◆ Things to do:
1 - Decide whether each statement (a), (b), (c) agrees with the piece on Ayn Rand, answering yes or no and quoting the deciding words. (a) Paul Ryan has his new staffers read Atlas Shrugged. (b) Rand's family gained wealth during the Russian Revolution. (c) Rand wrote her novel before reaching the States.
2 - Please quote everything in the piece on Ayn Rand from "The author of this" down to "be just swell.".
3 - Answer these questions from the piece on Ayn Rand, one line each:
(a) Which budget proposal is Paul Ryan the author of?
(b) What kind of society did Rand's work of fiction describe?
(c) During which period in the States did Rand write it?

An Ayn Rand Economic Reality


Atlas Shrugged

Rep. Paul Ryan, the author of the Republican budget proposal in the U.S. House, famously acknowledges that his understanding of economic reality has been hugely influenced by a work of fiction, Ayn Rand’s Atlas Shrugged. The novel is so important to Mr. Ryan’s way of thinking that he requires all his new staffers to read it. He apparently believes it is real.

The author of this right wing utopian fantasy novel was a rather nasty and unpleasant woman who was angry that her family had lost all of their wealth and privilege during the Russian Revolution. This was perfectly understandable. During the awful dislocation and bloodletting of that historic upheaval (one based on a leftist utopian fantasy), a “Death Tax” on the Super Rich often had a considerable amount of actual death involved. Ms. Rand made it to the States and, in the midst of our Red Scare, wrote a work of fiction setting forth her anti-Soviet “objectivist philosophy” and describing a utopian society where the government did nothing for nobody. In her idealized world, everyone would be strictly on their own. If the world would only do that, she and her fans believed, life would be just swell.

Natural-language object grounding data:
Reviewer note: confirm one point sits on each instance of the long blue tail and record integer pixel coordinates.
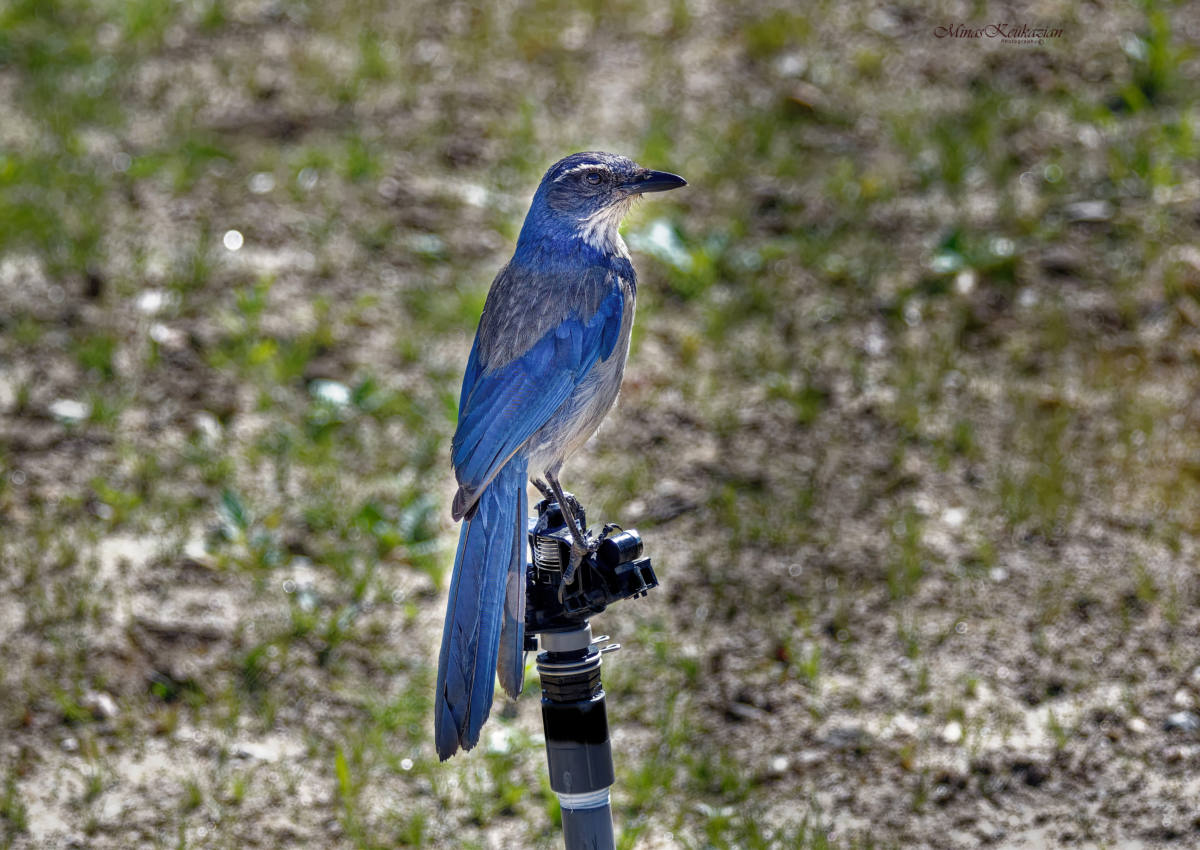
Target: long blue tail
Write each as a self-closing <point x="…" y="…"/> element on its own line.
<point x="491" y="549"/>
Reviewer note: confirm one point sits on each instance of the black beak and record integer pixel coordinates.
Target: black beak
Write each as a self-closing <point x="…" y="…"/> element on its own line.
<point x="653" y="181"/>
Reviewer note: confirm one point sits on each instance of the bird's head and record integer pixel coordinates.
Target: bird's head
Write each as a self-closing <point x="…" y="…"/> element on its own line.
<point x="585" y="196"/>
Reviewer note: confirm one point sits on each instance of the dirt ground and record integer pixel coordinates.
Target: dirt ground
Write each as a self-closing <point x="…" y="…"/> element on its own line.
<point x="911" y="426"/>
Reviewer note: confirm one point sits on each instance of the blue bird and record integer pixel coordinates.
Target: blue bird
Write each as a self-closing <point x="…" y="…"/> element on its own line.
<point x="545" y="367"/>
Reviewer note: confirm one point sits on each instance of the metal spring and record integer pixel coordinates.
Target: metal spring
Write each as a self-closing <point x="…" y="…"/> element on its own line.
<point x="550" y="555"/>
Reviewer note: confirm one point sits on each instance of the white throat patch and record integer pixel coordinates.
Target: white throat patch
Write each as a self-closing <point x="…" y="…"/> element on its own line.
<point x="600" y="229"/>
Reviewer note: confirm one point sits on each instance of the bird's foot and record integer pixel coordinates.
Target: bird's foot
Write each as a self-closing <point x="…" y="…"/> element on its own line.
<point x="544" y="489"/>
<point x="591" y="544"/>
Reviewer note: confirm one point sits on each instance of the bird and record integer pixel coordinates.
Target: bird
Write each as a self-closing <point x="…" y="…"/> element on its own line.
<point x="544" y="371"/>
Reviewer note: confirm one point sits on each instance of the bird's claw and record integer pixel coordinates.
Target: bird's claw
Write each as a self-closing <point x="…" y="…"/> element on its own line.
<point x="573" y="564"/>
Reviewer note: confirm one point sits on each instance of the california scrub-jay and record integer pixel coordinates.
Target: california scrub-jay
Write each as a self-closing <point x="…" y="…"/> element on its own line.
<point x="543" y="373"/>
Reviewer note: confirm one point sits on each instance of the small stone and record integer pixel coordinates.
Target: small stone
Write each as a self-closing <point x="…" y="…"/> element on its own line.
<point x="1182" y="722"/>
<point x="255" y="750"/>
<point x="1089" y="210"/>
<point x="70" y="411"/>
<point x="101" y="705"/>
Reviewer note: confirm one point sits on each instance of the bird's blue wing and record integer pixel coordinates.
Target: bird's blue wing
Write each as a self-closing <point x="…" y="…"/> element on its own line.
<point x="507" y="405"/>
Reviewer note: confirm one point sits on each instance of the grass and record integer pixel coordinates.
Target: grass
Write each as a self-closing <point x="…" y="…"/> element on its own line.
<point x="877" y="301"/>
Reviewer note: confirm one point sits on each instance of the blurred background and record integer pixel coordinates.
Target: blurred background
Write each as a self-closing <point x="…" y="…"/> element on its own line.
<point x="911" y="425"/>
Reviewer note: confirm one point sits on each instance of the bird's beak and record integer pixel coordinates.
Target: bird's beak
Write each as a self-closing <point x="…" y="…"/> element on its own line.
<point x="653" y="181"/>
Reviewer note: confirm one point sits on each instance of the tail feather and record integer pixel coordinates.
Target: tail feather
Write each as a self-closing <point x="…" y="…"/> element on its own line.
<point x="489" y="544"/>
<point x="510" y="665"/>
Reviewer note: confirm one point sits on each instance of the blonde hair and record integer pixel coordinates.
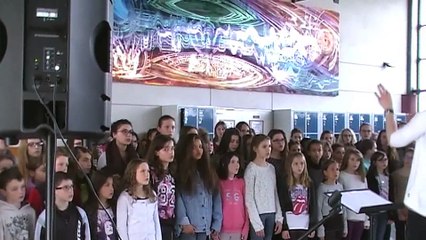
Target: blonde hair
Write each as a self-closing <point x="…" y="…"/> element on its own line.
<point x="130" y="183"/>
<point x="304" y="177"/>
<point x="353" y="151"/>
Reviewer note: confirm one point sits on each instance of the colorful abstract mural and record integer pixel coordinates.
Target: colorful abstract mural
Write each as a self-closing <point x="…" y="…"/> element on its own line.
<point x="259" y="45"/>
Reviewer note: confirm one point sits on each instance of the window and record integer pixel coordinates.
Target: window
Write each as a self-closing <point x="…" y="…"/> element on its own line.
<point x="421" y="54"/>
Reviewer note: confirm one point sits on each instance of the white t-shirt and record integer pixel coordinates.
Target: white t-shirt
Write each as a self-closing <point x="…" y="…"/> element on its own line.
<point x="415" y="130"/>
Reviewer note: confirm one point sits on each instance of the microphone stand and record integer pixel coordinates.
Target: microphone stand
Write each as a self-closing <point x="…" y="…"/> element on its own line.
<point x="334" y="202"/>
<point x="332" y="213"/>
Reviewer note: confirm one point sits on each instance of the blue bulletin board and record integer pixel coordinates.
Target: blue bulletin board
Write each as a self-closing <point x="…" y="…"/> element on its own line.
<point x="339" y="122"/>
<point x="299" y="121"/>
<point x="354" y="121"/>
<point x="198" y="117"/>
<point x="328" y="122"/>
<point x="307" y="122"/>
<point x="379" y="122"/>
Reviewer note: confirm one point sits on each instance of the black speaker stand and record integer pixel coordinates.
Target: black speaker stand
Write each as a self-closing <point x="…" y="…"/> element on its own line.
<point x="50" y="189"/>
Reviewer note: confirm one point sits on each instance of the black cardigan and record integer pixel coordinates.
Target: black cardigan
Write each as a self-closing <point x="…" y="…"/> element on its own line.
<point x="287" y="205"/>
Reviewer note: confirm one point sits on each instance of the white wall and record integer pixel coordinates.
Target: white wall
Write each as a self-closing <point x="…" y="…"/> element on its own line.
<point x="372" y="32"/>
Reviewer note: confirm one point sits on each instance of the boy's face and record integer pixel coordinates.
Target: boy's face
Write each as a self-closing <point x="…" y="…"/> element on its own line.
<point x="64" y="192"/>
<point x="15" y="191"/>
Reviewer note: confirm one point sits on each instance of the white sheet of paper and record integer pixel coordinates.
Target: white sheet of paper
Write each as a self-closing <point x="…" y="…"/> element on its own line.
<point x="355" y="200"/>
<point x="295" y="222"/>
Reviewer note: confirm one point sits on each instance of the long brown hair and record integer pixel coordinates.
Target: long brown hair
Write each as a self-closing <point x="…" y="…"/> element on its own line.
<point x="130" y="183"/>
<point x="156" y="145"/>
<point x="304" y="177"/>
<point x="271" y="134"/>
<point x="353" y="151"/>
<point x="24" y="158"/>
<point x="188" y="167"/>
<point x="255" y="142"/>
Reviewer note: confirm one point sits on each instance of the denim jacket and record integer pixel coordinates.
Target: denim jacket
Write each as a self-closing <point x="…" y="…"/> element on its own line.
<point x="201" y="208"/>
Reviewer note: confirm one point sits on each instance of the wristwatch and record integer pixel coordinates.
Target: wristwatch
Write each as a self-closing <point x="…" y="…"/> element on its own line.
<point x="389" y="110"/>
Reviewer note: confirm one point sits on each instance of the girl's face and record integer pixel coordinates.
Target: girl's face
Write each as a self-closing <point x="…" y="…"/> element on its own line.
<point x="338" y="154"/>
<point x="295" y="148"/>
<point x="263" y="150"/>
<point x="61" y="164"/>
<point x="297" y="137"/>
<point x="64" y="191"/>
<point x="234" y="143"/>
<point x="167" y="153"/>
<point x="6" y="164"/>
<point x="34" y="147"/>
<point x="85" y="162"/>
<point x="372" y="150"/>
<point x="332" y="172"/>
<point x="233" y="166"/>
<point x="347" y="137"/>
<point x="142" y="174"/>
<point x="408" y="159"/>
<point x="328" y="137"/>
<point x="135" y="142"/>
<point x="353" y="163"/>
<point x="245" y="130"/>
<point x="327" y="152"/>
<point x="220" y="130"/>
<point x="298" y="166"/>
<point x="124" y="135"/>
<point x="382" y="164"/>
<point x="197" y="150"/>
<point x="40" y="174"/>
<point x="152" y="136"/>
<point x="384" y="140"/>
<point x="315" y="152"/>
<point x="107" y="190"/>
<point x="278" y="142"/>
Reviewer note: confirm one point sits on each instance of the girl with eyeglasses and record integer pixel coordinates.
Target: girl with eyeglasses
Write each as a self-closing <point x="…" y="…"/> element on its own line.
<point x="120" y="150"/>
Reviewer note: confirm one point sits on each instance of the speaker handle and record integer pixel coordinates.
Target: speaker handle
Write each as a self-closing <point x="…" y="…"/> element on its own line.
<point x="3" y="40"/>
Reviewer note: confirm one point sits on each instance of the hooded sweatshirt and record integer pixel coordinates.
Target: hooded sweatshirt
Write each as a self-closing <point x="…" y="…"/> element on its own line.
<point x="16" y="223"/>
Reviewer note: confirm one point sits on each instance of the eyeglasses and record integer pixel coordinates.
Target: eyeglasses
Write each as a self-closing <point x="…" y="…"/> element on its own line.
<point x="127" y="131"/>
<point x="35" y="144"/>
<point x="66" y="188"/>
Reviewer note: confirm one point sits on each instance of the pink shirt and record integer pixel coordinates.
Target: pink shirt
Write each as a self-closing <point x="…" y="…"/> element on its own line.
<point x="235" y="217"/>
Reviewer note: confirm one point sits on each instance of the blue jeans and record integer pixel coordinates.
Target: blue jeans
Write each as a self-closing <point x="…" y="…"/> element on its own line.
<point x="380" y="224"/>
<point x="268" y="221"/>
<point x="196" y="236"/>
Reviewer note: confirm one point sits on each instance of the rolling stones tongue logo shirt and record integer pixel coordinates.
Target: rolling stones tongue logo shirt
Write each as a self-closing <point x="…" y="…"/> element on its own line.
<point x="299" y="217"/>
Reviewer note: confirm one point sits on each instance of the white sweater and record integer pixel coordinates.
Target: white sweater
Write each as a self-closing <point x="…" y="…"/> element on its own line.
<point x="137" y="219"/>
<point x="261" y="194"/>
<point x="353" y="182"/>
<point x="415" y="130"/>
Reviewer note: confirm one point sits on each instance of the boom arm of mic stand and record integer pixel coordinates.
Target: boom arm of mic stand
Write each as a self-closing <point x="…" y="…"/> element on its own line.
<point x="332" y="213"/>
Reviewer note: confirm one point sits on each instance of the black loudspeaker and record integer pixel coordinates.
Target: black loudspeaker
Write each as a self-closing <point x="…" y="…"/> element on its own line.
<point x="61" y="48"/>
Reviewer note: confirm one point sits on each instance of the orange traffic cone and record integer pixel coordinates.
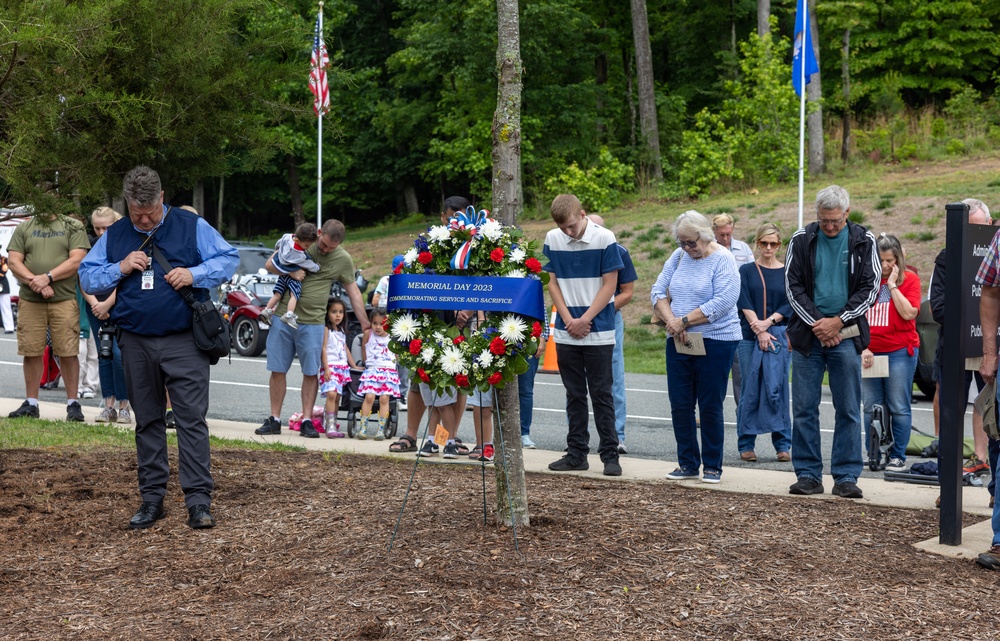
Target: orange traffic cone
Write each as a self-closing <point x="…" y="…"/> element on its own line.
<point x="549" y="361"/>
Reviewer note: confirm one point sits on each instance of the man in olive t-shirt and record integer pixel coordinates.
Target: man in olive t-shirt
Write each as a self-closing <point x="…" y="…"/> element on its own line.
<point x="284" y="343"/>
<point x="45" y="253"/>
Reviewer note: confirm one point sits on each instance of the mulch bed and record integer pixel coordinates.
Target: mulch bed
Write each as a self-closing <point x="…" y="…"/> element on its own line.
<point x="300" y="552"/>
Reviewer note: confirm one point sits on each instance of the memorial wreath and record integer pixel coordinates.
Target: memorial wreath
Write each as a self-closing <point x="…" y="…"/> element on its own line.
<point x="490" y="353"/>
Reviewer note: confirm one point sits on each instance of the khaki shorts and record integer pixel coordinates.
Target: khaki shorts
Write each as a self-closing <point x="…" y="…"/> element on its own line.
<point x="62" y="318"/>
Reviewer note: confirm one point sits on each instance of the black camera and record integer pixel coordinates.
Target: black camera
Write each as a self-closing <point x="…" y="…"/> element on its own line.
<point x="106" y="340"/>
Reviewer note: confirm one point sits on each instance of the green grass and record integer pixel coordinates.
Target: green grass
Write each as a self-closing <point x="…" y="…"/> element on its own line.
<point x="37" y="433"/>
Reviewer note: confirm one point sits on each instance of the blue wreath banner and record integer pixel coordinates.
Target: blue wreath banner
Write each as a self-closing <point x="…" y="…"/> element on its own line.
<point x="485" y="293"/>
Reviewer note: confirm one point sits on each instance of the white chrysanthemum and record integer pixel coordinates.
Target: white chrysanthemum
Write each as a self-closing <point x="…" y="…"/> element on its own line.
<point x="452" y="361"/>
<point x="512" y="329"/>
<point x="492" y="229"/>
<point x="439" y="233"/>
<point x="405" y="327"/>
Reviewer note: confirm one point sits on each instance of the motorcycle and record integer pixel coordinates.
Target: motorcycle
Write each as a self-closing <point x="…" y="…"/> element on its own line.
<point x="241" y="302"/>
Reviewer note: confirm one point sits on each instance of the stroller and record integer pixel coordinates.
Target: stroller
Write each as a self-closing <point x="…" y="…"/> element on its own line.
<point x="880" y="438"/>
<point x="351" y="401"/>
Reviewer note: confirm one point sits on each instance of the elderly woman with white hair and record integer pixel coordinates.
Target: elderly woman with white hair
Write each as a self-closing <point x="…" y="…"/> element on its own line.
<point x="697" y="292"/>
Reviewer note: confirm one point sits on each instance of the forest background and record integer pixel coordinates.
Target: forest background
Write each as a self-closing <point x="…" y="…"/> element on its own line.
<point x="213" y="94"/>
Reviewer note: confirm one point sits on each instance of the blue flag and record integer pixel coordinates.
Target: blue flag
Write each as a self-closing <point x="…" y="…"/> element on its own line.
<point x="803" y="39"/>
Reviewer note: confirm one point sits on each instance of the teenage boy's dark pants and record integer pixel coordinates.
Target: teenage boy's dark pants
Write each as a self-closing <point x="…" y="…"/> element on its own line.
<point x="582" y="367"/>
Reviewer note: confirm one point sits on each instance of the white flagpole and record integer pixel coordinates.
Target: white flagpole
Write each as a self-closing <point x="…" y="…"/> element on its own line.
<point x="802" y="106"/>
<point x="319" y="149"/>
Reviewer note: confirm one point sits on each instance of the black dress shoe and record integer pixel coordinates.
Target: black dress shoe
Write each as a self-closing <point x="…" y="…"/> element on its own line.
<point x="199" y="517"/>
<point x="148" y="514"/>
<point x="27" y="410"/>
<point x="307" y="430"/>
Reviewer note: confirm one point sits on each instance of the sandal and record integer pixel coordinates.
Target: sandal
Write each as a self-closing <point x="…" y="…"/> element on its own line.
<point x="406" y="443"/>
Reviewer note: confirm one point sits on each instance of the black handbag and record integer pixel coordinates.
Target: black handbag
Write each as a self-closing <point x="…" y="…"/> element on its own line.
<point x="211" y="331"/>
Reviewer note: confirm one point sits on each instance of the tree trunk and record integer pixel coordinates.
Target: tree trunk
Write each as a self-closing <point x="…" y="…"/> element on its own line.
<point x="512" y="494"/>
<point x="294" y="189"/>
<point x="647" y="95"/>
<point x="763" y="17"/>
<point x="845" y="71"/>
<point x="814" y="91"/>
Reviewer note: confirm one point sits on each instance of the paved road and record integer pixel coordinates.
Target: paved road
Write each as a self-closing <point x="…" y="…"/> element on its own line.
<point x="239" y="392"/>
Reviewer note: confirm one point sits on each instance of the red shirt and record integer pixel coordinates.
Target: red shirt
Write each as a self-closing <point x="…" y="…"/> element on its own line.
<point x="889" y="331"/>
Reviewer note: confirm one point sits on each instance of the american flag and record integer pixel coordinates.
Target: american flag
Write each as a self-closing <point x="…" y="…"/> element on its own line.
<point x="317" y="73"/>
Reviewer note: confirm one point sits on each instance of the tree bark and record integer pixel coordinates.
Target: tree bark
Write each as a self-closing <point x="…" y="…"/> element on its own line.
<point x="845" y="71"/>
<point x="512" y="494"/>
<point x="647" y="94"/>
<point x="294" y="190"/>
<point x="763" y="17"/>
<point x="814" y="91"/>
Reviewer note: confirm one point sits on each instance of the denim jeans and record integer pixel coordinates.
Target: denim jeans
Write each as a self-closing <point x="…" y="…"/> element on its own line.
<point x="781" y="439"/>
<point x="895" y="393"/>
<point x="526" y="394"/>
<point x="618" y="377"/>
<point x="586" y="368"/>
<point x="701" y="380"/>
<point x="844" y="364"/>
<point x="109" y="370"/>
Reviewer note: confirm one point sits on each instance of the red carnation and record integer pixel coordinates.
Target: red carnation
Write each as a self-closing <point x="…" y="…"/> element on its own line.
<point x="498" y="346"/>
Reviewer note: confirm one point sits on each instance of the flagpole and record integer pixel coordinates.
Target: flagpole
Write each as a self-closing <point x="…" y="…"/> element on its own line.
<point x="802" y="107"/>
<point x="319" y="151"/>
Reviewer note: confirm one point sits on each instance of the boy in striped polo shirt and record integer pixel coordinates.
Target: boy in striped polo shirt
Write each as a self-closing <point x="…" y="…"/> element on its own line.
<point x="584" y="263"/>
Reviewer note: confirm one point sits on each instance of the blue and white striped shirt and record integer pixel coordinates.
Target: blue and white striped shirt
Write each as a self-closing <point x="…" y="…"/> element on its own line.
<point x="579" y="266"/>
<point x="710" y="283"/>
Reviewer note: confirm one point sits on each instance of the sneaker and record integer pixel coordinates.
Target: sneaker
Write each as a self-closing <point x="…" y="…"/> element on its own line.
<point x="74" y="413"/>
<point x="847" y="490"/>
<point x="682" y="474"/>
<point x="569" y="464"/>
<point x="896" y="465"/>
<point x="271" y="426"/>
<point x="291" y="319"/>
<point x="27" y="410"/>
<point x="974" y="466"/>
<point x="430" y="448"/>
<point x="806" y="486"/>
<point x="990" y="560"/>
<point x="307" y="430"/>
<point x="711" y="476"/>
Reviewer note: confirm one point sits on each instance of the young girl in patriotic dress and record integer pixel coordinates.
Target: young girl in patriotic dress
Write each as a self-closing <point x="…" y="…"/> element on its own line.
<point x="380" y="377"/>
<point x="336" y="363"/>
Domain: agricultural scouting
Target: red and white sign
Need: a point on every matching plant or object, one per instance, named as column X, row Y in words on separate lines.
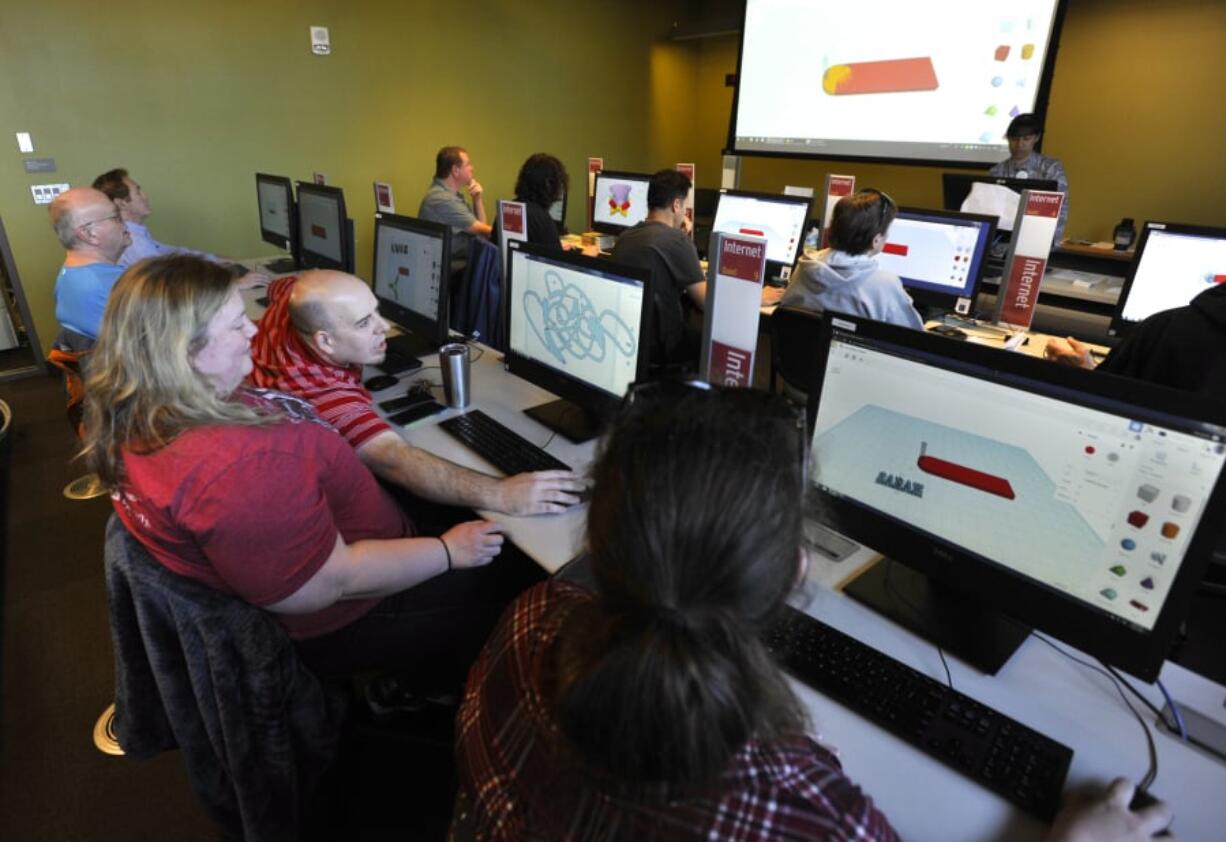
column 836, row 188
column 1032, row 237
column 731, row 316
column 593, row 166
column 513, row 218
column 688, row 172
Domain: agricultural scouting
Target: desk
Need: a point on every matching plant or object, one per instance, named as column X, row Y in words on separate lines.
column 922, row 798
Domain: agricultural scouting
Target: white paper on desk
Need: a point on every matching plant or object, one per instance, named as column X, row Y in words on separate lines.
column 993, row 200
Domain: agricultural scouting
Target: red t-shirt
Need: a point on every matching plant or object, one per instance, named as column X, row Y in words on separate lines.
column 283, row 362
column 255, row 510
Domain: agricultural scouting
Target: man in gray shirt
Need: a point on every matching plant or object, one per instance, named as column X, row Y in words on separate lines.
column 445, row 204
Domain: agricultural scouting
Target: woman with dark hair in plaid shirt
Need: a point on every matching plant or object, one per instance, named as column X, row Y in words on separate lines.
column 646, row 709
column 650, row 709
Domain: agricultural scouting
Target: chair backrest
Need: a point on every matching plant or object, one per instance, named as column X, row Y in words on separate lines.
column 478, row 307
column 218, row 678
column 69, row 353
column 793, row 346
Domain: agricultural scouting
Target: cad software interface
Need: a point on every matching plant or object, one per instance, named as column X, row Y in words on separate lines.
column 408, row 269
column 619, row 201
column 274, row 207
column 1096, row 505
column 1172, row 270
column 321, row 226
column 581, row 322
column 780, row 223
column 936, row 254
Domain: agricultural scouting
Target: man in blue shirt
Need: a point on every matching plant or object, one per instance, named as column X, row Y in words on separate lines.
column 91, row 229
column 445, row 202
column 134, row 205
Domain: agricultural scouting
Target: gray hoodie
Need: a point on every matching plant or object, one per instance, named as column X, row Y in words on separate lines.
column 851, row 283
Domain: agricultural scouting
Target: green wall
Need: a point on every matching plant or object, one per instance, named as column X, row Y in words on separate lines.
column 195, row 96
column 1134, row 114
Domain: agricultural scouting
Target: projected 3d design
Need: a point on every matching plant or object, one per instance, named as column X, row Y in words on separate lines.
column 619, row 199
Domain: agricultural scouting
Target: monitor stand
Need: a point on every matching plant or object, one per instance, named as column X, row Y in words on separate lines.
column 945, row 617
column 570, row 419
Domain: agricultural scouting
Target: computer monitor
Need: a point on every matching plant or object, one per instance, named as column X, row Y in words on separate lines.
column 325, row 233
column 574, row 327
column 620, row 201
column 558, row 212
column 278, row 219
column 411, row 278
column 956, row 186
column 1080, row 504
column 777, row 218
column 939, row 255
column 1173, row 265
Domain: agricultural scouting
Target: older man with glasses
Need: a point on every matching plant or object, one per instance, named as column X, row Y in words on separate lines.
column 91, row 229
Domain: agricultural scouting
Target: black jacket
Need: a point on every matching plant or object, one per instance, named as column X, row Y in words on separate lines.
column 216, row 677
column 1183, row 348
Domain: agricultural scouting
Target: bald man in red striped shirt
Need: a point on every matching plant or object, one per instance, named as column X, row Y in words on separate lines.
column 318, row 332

◆ Task responses:
1 -
(a) Yes: "he requires all his new staffers to read it."
(b) No: "her family had lost all of their wealth and privilege during the Russian Revolution."
(c) No: "Ms. Rand made it to the States and, in the midst of our Red Scare, wrote a work of fiction"

2 -
The author of this right wing utopian fantasy novel was a rather nasty and unpleasant woman who was angry that her family had lost all of their wealth and privilege during the Russian Revolution. This was perfectly understandable. During the awful dislocation and bloodletting of that historic upheaval (one based on a leftist utopian fantasy), a “Death Tax” on the Super Rich often had a considerable amount of actual death involved. Ms. Rand made it to the States and, in the midst of our Red Scare, wrote a work of fiction setting forth her anti-Soviet “objectivist philosophy” and describing a utopian society where the government did nothing for nobody. In her idealized world, everyone would be strictly on their own. If the world would only do that, she and her fans believed, life would be just swell.

3 -
(a) The Republican budget proposal in the U.S. House.
(b) A utopian society where the government did nothing for nobody.
(c) In the midst of the Red Scare.